* [PROBLEMS AND TASKS]:
1. Answer these questions from the time management passage:
(a) In which book did Peter Drucker suggest his approach to time management?
(b) For whom was that approach intended?
(c) What is the first step of the exercise?
2. Copy the time management passage word for word, everything from "Peter Drucker's 3-Step" down to "we really do.".

* [READING PASSAGE]:
How can you use time management strategies to make sure you are doing your most important and valuable work and not just think of time management as a mechanical scheduling process?

The solution might be in the 3 time management strategies we're sharing below.

Peter Drucker's 3-Step Process For Time Management

Peter Drucker (1909-2005) was an Austrian-American consultant who was widely known for his management ideas. He suggested a 3 step approach to time management for knowledge workers & busy executives in his book, The Effective Executive.

Here's the exercise suggested by Peter Drucker that you can use to increase the effectiveness of your time

Step 1: Record what you do with your time

It’s important to know exactly what you’re doing with your time not from a high level, recalling from memory, but by actually keeping a record. Without data, we are poor at estimating how much time has passed and tend to unknowingly exaggerate the number of hours we work or assume we’re wasting more time than we really do.

* [SOURCE MATERIAL]:
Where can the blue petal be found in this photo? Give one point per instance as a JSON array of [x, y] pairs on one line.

* [SET OF ANSWERS]:
1.
(a) The Effective Executive
(b) Knowledge workers and busy executives
(c) Record what you do with your time.

2.
Peter Drucker's 3-Step Process For Time Management

Peter Drucker (1909-2005) was an Austrian-American consultant who was widely known for his management ideas. He suggested a 3 step approach to time management for knowledge workers & busy executives in his book, The Effective Executive.

Here's the exercise suggested by Peter Drucker that you can use to increase the effectiveness of your time

Step 1: Record what you do with your time

It’s important to know exactly what you’re doing with your time not from a high level, recalling from memory, but by actually keeping a record. Without data, we are poor at estimating how much time has passed and tend to unknowingly exaggerate the number of hours we work or assume we’re wasting more time than we really do.